The purpose of the camp at the mill was to train the incoming hosts of would-be ambulance drivers to handle cars until such time as ambulances could be supplied for new sections. For this purpose two aged Fords had been supplied, one of which would go and the other of which could be started---occasionally. To keep the men occupied, a daily drill was conducted according to the French manual. Every fourth day each section took its turn en repos.
The French drill gave us but one inspiration, the old section song which, though unprintable in parts, nevertheless found its way into the répertoire of most sections of the Service. For it was at Courcelles, a later cantonment, that several near-poets evolved the parent chorus from which later sprang a litter of verses, sung to the tune of "Drunk Last Night." The chorus ran as follows:
Rassemblement! Garde à vous!
En avant, Marche! as the Frenchmen do;
Un, deux, trois, quatre,
What the hell do you think of that?

* * * * *

WHAT YOU NEED TO DO:
[A] Translate this sentence from the ambulance camp text into Spanish: "To keep the men occupied, a daily drill was conducted according to the French manual."
[B] Write what comes next in the ambulance camp text, starting after its final line.
The data that comes next is separate material and is not part of the ambulance camp text.

SUPPLIED MATERIAL:

* * * * *

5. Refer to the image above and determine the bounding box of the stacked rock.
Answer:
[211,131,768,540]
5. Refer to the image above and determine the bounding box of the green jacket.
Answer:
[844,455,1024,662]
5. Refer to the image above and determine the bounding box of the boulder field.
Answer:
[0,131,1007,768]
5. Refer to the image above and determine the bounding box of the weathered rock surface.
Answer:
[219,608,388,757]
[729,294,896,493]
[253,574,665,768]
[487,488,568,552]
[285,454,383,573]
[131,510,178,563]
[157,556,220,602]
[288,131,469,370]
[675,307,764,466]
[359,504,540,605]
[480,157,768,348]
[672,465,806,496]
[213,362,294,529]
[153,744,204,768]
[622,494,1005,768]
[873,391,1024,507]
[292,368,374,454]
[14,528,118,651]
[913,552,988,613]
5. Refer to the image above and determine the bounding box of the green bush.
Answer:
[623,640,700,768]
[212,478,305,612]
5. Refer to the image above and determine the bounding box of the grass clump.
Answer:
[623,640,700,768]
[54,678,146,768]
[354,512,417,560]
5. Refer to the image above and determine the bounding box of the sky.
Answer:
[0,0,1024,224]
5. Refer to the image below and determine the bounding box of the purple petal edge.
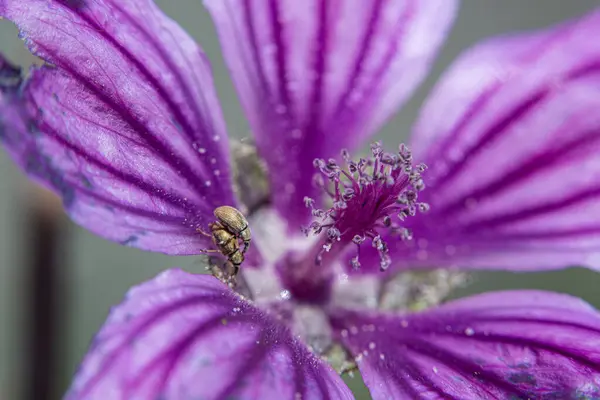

* * * * *

ANSWERS FOR THE EXERCISE:
[A] Para mantener ocupados a los hombres, se realizaba un ejercicio diario según el manual francés.

[B]
We never used to do like this before.
On the memorable day of which I speak, the head of the camp, Mr. Fisher, who has been beloved and respected by all who have come under his direction, was absent, and a young graduate from the officers' school at Meaux was temporarily in charge. Anxious to have every one work as hard as the French had made him labor at Meaux, he set our squad en repos at the hardest job he could find. This was to transfer the aforesaid manure-pile, the accumulation of countless ages, from its ancient resting-place in the corner of the mill yard, into the near-by fields. Hercules could not have found his task of cleaning the Augean stables any more stupendous. Throughout the whole day and long after the other sections had ceased drilling, the cart was being filled, led away, unloaded, and brought back to be refilled. Finally, late in the afternoon, a merciful rain put an end to further work, but not until pictures of the Illinois-Chicago unit about the manure-pile, with cart and mule, had been taken and labelled, "Friends of France."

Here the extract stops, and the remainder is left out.